--- EXTRACT PROVIDED ---

We work on Basecamp, in small teams, shaping up every six weeks, and practicing clear communication.
We use Basecamp (an all-in-one project management platform) to develop our projects, communicate, and operate the company.
You can do big things with small teams, but it’s hard to do small things with big teams. And small is often plenty. That’s the power of small — you do what needs to be done rather than overdoing it.
Shape Up is a development framework employing a unique product development approach with six-week cycles. During these cycles, teams work on projects with fixed timelines and flexible scopes, allowing for better focus and resource management.
If a project isn’t completed within the six weeks, it’s considered a failure, and teams move on, maintaining a work-life balance without over hours.
Few things are as important to study, practice, and perfect as clear communication. Poor communication creates more work and we embrace these principles to avoid that:
Real-time sometimes, asynchronous most of the time.
Internal communication based on long-form writing, rather than a verbal tradition of meetings, speaking, and chatting, leads to a welcomed reduction in meetings, video conferences, calls, or other real-time opportunities to interrupt and be interrupted.
Give meaningful discussions a meaningful amount of time to develop and unfold. Rushing to judgement, or demanding immediate responses, only serves to increase the odds of poor decision making.

--- INFORMATION SUPPLIED ---

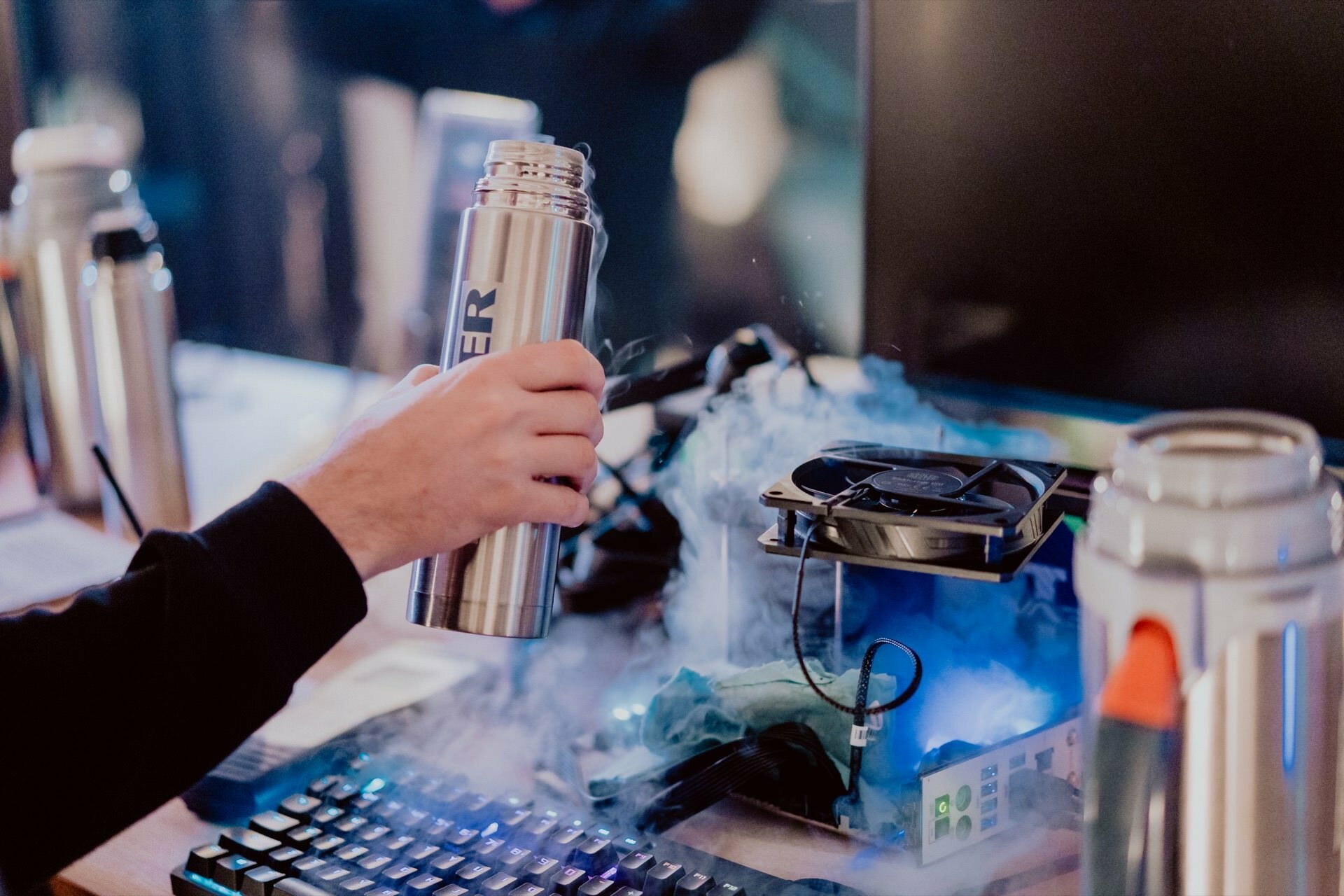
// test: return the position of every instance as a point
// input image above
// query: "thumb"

--- WORK ORDER A ---
Translate this sentence from the passage on working at Basecamp into Spanish: "You can do big things with small teams, but it’s hard to do small things with big teams."
--- WORK ORDER B ---
Recast the paragraph of the passage on working at Basecamp that begins "Shape Up is a development framework" as a short bulleted list that keeps its main facts.
--- WORK ORDER C ---
Extend the passage on working at Basecamp, picking up where it stops.
The lines come from a different source than the passage on working at Basecamp.

--- TASK RESPONSE A ---
Se pueden hacer grandes cosas con equipos pequeños, pero es difícil hacer cosas pequeñas con equipos grandes.

--- TASK RESPONSE B ---
- Shape Up is a product development framework built on six-week cycles.
- During each cycle, teams work on projects with fixed timelines and flexible scopes.
- This approach allows better focus and resource management.

--- TASK RESPONSE C ---
Meetings are the last resort, not the first option. Five people in a room for an hour isn’t a one hour meeting, it’s a five hour meeting. How often was it worth that? Could you have just written it up instead? Be mindful of the costs and tradeoffs.
Writing solidifies, chat dissolves. Substantial decisions start and end with an exchange of complete thoughts, not one-line-at-a-time jousts. If it’s important, critical, or fundamental, write it up, don’t chat it down.
Speaking only helps who’s in the room, writing helps everyone. This includes people who couldn’t make it, or future employees who join years from now.
Never expect or require someone to get back to you immediately unless it’s a true emergency. The expectation of immediate response is toxic.
Urgency is overrated, ASAP is poison.
If something’s going to be difficult to hear or share, invite questions at the end. Ending without the invitation will lead to public silence but private conjecture. This is where rumors breed.
The end of the day has a way of convincing you what you’ve done is good, but the next morning has a way of telling you the truth. If you aren’t sure, sleep on it before saying it.